[start Given records]
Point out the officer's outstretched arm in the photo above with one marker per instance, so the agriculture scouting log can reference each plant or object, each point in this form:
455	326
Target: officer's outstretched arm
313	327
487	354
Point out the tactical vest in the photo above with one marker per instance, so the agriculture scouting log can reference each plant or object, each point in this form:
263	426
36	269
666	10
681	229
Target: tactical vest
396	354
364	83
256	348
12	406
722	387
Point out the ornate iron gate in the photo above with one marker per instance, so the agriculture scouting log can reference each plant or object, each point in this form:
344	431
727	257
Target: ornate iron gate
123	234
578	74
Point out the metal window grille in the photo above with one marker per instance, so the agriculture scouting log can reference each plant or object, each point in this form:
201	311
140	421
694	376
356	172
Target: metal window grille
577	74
[end Given records]
- _What is being asked_
Can you write out every line of the records above, requests included, and shift each coordinate in the answer points (the pairs listed after each "Target:" line) up by 92? Leave the requests and their sample points unchanged.

- _Answer to the exercise_
Point out the officer's outstretched arm in the photo above with one marker per instance, so the agriculture scouting log can reference each plant or object, each point in this form:
455	326
Target: officer's outstretched arm
405	419
579	446
Point out the tactical vest in the photo above with one marker per instance, so the agriculture scouting log can reference each plant or object, each point in this form:
263	426
36	269
666	10
681	229
Target: tactical vest
488	446
456	175
348	440
104	498
814	479
Point out the ornate iron gate in the photo above with one marker per instance, so the agriculture scouting log can reference each plant or object, each point in this form:
344	431
727	257
Target: ornate iron gate
215	326
670	166
Point out the metal window grille in the photo above with one marker per instance, so the agriculture scouting log can reference each plant or object, each point in this form:
201	311
140	421
694	376
356	172
Target: metal window grille
669	166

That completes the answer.